_EXERCISE PROMPT_
Write out the lines below as a numbered list, omitting the blank lines.

::: DATA RECORDS

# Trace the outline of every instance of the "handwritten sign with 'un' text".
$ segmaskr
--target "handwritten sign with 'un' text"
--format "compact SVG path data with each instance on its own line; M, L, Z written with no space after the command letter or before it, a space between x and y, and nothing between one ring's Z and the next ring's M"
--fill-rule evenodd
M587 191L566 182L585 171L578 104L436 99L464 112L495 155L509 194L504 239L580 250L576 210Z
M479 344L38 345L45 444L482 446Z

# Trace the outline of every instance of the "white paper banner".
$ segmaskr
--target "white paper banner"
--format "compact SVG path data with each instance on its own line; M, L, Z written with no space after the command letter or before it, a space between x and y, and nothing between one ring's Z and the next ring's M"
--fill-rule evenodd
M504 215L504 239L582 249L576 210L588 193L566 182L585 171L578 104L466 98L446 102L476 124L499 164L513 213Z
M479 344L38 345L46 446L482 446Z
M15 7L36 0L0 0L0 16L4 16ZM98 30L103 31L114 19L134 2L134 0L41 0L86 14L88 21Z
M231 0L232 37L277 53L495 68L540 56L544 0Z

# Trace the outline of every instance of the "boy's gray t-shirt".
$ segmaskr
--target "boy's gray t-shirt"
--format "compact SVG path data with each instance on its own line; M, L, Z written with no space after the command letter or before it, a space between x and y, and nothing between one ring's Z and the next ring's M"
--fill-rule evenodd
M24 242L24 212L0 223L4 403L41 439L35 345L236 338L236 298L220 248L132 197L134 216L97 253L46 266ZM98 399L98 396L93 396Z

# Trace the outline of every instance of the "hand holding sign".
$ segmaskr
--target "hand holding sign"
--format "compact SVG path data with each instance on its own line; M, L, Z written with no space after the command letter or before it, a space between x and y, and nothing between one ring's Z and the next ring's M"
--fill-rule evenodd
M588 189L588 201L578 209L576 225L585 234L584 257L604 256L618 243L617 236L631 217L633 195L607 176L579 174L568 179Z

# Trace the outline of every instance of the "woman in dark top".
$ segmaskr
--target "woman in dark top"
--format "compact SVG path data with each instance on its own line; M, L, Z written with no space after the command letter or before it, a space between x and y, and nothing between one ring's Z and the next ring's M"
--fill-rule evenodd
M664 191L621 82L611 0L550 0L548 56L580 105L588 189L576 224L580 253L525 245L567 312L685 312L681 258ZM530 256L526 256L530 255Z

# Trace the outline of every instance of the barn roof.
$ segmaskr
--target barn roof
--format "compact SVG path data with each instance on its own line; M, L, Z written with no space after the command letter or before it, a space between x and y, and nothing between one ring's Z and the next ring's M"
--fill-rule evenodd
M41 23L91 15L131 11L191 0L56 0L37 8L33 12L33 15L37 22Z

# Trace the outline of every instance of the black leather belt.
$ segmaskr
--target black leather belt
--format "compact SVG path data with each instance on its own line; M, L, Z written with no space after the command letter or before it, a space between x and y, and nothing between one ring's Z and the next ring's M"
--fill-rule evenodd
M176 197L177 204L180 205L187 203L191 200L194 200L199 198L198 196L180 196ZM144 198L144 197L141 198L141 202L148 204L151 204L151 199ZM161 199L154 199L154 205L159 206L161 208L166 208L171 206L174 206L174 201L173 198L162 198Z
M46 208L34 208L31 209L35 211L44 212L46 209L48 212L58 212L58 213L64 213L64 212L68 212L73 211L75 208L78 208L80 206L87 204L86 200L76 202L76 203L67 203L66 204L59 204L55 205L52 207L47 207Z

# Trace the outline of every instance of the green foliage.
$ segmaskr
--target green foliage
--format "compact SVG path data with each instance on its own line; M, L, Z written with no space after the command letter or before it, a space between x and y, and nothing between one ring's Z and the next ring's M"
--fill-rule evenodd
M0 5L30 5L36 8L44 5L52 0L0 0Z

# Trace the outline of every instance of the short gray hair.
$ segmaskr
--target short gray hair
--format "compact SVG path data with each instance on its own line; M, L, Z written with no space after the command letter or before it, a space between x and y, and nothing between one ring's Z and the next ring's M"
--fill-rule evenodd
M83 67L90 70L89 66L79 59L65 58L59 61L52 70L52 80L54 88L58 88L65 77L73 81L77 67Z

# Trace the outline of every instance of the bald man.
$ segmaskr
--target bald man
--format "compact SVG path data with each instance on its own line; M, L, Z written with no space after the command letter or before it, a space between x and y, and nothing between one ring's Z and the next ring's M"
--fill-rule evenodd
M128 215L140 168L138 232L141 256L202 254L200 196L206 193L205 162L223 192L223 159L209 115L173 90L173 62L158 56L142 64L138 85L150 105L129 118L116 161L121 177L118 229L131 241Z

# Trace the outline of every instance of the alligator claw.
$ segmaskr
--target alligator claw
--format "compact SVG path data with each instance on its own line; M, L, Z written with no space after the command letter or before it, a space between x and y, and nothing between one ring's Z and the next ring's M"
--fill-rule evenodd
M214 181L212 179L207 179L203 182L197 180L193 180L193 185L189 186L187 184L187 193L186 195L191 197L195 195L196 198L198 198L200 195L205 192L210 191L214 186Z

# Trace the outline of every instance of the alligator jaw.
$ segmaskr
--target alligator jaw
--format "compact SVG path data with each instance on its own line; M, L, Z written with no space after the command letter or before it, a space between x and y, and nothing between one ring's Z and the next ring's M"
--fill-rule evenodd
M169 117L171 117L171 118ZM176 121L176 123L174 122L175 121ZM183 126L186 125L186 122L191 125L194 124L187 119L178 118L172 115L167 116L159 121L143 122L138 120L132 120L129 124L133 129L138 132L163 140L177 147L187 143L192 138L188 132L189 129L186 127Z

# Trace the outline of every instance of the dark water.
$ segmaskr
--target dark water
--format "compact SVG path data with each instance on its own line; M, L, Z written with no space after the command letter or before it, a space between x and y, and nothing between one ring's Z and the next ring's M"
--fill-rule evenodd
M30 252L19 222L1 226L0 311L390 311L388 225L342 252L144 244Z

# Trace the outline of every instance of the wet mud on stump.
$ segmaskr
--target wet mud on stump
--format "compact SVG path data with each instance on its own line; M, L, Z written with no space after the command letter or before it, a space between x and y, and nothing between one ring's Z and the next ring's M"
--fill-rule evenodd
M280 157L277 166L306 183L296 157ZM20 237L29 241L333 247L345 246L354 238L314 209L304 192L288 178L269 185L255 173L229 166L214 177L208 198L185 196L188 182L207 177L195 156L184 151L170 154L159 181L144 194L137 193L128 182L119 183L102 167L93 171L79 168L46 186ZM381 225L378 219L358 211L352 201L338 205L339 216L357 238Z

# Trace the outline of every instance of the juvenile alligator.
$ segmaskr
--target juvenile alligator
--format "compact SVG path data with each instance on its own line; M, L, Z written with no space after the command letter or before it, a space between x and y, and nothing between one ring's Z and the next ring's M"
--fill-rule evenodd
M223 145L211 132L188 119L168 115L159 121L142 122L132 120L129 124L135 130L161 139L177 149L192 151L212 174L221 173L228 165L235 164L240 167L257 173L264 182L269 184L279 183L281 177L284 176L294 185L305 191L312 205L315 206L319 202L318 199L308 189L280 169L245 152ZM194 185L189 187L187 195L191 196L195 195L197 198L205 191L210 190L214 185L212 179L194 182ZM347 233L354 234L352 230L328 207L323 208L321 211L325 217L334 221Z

::::::

_RESPONSE TO THIS TASK_
1. # Trace the outline of every instance of the "handwritten sign with 'un' text".
2. $ segmaskr
3. --target "handwritten sign with 'un' text"
4. --format "compact SVG path data with each instance on its own line; M, L, Z written with no space after the command letter or before it, a space between x and y, and nothing between one ring's Z and the next ring's M"
5. --fill-rule evenodd
6. M587 191L566 182L585 171L578 104L436 99L464 112L495 155L509 194L504 239L580 250L576 210Z
7. M479 344L38 345L45 444L482 446Z
8. # Trace the outline of every instance of the "white paper banner".
9. $ segmaskr
10. --target "white paper banner"
11. --format "compact SVG path data with each instance on its own line; M, L, Z written with no space after the command letter or before it, a space between x and y, and nothing between one ring's Z and the next ring's M"
12. --fill-rule evenodd
13. M504 215L504 239L582 249L576 210L588 193L566 182L585 171L578 104L466 98L446 102L476 124L499 164L513 213Z
14. M479 344L38 345L46 446L482 446Z
15. M15 7L36 0L0 0L0 16L4 16ZM98 30L103 31L114 19L134 2L134 0L41 0L86 14L88 21Z
16. M231 0L232 37L277 53L495 68L540 56L544 0Z
17. # Trace the outline of every instance of the "boy's gray t-shirt".
18. $ segmaskr
19. --target "boy's gray t-shirt"
20. --format "compact SVG path data with each instance on its own line; M, L, Z written with no space after the command letter or before it, a space between x and y, and nothing between one ring's Z and the next ring's M"
21. --fill-rule evenodd
22. M24 242L24 212L0 223L4 403L41 439L35 345L236 338L236 298L220 248L132 197L134 216L97 253L46 266ZM98 399L98 396L93 396Z
23. # Trace the outline of every instance of the "hand holding sign".
24. $ segmaskr
25. --target "hand holding sign"
26. --format "compact SVG path data with each instance on its own line; M, L, Z written with no space after the command letter or before it, a space between x and y, and nothing between one ring's Z and the next ring's M"
27. --fill-rule evenodd
28. M588 189L588 201L578 209L576 225L585 234L584 257L604 256L618 243L617 236L631 217L633 195L607 176L579 174L568 179Z
29. # Trace the outline of every instance of the "woman in dark top".
30. $ segmaskr
31. --target "woman in dark top"
32. --format "compact SVG path data with each instance on its own line; M, L, Z written with no space after the command letter or before it, a space between x and y, and nothing between one ring's Z and the next ring's M"
33. --fill-rule evenodd
34. M664 191L621 82L611 0L550 0L548 56L580 105L588 189L576 224L580 253L525 245L567 312L685 312L681 258ZM530 256L526 256L530 255Z
35. # Trace the outline of every instance of the barn roof.
36. $ segmaskr
37. --target barn roof
38. --format "compact SVG path data with each instance on its own line; M, L, Z written with no space after the command letter or before it, a space between x and y, and nothing between one ring's Z and the next ring's M"
39. --fill-rule evenodd
40. M41 23L91 15L131 11L191 0L56 0L37 8L33 12L33 15L37 22Z
41. # Trace the outline of every instance of the black leather belt.
42. $ segmaskr
43. --target black leather belt
44. --format "compact SVG path data with each instance on its own line; M, L, Z written with no space after the command letter or before it, a space between x and y, and nothing between one ring's Z and the next ring's M"
45. --fill-rule evenodd
46. M176 197L177 204L180 205L187 203L191 200L194 200L199 198L198 196L180 196ZM144 198L144 197L141 198L141 202L148 204L151 204L151 199ZM161 199L154 199L154 205L159 206L161 208L166 208L171 206L174 206L174 201L173 198L162 198Z
47. M46 208L34 208L31 209L35 211L44 212L46 209L48 212L58 212L58 213L64 213L64 212L68 212L73 211L75 208L78 208L80 206L87 204L86 200L76 202L76 203L67 203L66 204L59 204L55 205L52 207L47 207Z
48. # Trace the outline of every instance of the green foliage.
49. $ segmaskr
50. --target green foliage
51. --format "compact SVG path data with each instance on its own line; M, L, Z written with no space after the command letter or before it, a space between x and y, and nothing between one ring's Z and the next ring's M"
52. --fill-rule evenodd
53. M0 5L30 5L36 8L44 5L52 0L0 0Z
54. # Trace the outline of every instance of the short gray hair.
55. $ segmaskr
56. --target short gray hair
57. --format "compact SVG path data with each instance on its own line; M, L, Z written with no space after the command letter or before it, a space between x and y, and nothing between one ring's Z and the next ring's M"
58. --fill-rule evenodd
59. M83 67L90 70L89 66L79 59L65 58L59 61L52 70L52 80L54 88L58 88L65 77L73 81L77 67Z
60. # Trace the outline of every instance of the bald man.
61. $ segmaskr
62. --target bald man
63. --format "compact SVG path data with each instance on its own line; M, L, Z written with no space after the command letter or before it, a space between x and y, and nothing between one ring's Z and the next ring's M"
64. --fill-rule evenodd
65. M128 215L140 168L138 232L141 256L202 254L200 196L206 193L205 162L223 192L223 159L209 115L173 90L173 62L158 56L142 64L138 85L150 105L129 118L116 161L121 177L118 229L131 241Z
66. # Trace the outline of every instance of the alligator claw.
67. $ segmaskr
68. --target alligator claw
69. --format "compact SVG path data with each instance on its own line; M, L, Z written with no space after the command letter or before it, a space between x and y, and nothing between one ring's Z and the next ring's M"
70. --fill-rule evenodd
71. M214 181L212 179L207 179L203 182L197 180L193 180L193 185L189 186L187 184L187 193L186 195L191 197L195 195L196 198L198 198L200 195L205 192L210 191L214 186Z
72. # Trace the outline of every instance of the alligator jaw.
73. $ segmaskr
74. --target alligator jaw
75. --format "compact SVG path data with each instance on its own line; M, L, Z written with no space after the command letter or before it, a space between x and y, and nothing between one ring's Z and the next ring's M"
76. --fill-rule evenodd
77. M169 117L171 117L171 118ZM176 121L176 123L174 122L175 121ZM183 126L186 125L186 122L191 125L194 124L187 119L178 118L172 115L167 116L159 121L143 122L138 120L132 120L129 124L133 129L138 132L163 140L177 147L187 143L192 138L188 132L189 129L186 127Z
78. # Trace the outline of every instance of the dark water.
79. $ segmaskr
80. --target dark water
81. --format "compact SVG path data with each instance on its own line; M, L, Z written with no space after the command letter or before it, a space between x and y, and nothing between one ring's Z and the next ring's M"
82. --fill-rule evenodd
83. M30 252L19 222L1 226L0 311L390 311L388 225L342 252L144 244Z
84. # Trace the outline of every instance of the wet mud on stump.
85. $ segmaskr
86. --target wet mud on stump
87. --format "compact SVG path data with each instance on its own line; M, L, Z written with no space after the command letter or before it, a space between x and y, and nothing between one ring's Z and the next ring's M"
88. --fill-rule evenodd
89. M280 157L277 166L306 183L296 157ZM20 237L29 241L333 247L345 246L354 238L314 209L304 192L288 178L269 185L255 173L229 166L214 177L208 198L185 196L188 182L207 177L195 156L184 151L170 154L159 181L144 194L137 193L128 182L119 183L102 167L93 171L79 168L46 186ZM381 225L378 219L358 211L352 201L338 205L339 216L357 238Z
90. # Trace the outline of every instance of the juvenile alligator.
91. $ segmaskr
92. --target juvenile alligator
93. --format "compact SVG path data with each instance on its own line; M, L, Z written with no space after the command letter or before it, a space between x and y, and nothing between one ring's Z and the next ring's M"
94. --fill-rule evenodd
95. M223 145L211 132L188 119L168 115L159 121L142 122L132 120L129 124L135 130L161 139L177 149L192 151L212 174L221 173L228 165L235 164L240 167L257 173L264 182L269 184L279 183L281 177L284 176L294 185L305 191L312 205L315 206L319 202L318 199L308 189L280 169L245 152ZM194 185L189 187L187 195L191 196L195 195L197 198L205 191L210 190L214 185L212 179L194 182ZM347 233L354 234L352 230L328 207L323 208L321 211L325 217L334 221Z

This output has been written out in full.